Goal: Repeat the listing in full, exactly as it stands.

Supplied material:

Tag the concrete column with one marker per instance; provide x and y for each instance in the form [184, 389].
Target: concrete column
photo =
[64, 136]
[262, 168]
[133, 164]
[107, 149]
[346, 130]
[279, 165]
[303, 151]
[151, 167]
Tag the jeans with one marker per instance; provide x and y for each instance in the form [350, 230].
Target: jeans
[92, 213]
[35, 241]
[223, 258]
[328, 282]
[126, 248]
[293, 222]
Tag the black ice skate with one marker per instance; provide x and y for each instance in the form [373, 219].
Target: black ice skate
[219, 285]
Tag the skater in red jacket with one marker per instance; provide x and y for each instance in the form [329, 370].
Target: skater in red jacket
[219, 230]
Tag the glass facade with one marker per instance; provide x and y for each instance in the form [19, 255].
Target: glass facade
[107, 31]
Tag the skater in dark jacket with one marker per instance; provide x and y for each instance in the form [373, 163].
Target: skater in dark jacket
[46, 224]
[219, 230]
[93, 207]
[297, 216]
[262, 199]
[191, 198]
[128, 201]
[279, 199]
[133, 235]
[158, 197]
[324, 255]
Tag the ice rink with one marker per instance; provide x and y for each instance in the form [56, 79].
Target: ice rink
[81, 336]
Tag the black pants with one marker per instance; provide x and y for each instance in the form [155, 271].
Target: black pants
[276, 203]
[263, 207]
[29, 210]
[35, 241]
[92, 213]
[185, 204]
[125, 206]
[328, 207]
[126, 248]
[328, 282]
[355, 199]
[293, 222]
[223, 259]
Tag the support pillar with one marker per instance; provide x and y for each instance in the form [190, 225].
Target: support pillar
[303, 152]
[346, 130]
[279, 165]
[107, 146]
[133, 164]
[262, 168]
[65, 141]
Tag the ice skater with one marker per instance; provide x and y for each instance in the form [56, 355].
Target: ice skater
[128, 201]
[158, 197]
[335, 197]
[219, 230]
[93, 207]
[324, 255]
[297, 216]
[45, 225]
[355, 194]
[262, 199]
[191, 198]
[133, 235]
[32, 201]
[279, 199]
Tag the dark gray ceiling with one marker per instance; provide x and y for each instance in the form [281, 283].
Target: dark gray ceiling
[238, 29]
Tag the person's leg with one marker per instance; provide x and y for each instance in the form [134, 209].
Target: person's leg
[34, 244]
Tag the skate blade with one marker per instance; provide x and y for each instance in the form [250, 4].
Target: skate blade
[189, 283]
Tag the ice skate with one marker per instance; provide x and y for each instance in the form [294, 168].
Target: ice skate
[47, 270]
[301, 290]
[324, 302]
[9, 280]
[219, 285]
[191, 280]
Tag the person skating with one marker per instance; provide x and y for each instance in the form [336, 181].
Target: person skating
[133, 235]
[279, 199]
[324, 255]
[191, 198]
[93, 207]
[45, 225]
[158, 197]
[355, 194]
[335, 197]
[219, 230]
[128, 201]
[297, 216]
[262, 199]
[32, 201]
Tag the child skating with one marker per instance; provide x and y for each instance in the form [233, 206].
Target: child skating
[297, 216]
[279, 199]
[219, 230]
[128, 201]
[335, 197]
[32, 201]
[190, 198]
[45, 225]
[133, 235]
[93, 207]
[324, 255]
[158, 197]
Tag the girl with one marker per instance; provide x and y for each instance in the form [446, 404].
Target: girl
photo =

Expected output:
Tag the concrete column with one marker per instance; provide x and y for each instance in the form [184, 389].
Target: concrete column
photo =
[64, 136]
[262, 168]
[133, 164]
[107, 149]
[346, 130]
[279, 165]
[303, 151]
[151, 167]
Tag the jeans with one marker per instance; provide x and y for each instance in the form [350, 230].
Target: jeans
[92, 213]
[35, 241]
[223, 258]
[328, 282]
[126, 248]
[293, 222]
Tag the black ice skate with one marker per instance; provide x and y for each instance in the form [373, 219].
Target: black ice skate
[219, 285]
Tag the skater in red jacket with one marker per instance; provide x and y for each instance in the form [329, 370].
Target: skater in red jacket
[219, 230]
Tag the glass facade with one marker per instance; provide x and y for each instance in the form [19, 255].
Target: glass facade
[107, 31]
Tag the skater in dark jacket with one marker per instance; provide x and y for each instance in the form [373, 163].
Target: skater in dark jacket
[46, 224]
[219, 230]
[93, 207]
[297, 216]
[262, 199]
[191, 198]
[128, 201]
[279, 199]
[133, 235]
[158, 197]
[324, 255]
Tag the ice rink with one marker per instance; provide x and y for each instance in the form [56, 79].
Target: ice rink
[81, 336]
Tag the black pants with one marker per instance; provide x and y for each instance in the form [155, 271].
Target: black pants
[276, 203]
[263, 207]
[29, 210]
[35, 241]
[92, 213]
[185, 204]
[125, 206]
[328, 207]
[126, 248]
[328, 282]
[355, 199]
[293, 222]
[223, 259]
Tag the support pillar with one marker per instance; provide x and y for each instance in the form [190, 225].
Target: support pillar
[303, 152]
[346, 130]
[279, 165]
[107, 146]
[133, 164]
[262, 168]
[65, 141]
Tag the ice skater with one marker per instance; provide x and y for each instance in the form [56, 355].
Target: ice skater
[128, 201]
[158, 197]
[335, 197]
[219, 230]
[93, 207]
[324, 255]
[297, 216]
[45, 225]
[355, 194]
[262, 199]
[191, 198]
[133, 235]
[32, 201]
[279, 199]
Tag the dark gray ceiling with one marker per instance; provide x and y for each instance in the form [281, 283].
Target: dark gray ceiling
[238, 29]
Tag the person's leg with one marker per instance; provide x and y for each instance in the form [134, 209].
Target: person's leg
[34, 244]
Tag the skate blade with one marker per instance; provide x and y for each instance in the form [250, 4].
Target: skate blade
[189, 283]
Tag the ice skate with one marker per instance; provide x and y for each instance in the form [294, 168].
Target: ice skate
[47, 270]
[301, 290]
[324, 302]
[9, 280]
[219, 285]
[191, 280]
Tag the person skating with one marker per instance; provide x and y for each instance in the form [336, 181].
Target: person skating
[133, 235]
[279, 199]
[324, 255]
[191, 198]
[93, 207]
[45, 225]
[158, 197]
[355, 194]
[335, 197]
[219, 230]
[128, 201]
[297, 216]
[262, 199]
[32, 201]
Tag the child skating with one marker per instance; provide x and y for each instance in the form [233, 206].
Target: child skating
[297, 216]
[279, 199]
[219, 230]
[128, 201]
[335, 197]
[32, 201]
[190, 198]
[45, 225]
[133, 235]
[93, 207]
[324, 255]
[158, 197]
Tag the girl with one marker per instance; provide x and y for each instance in the form [446, 404].
Target: girl
photo =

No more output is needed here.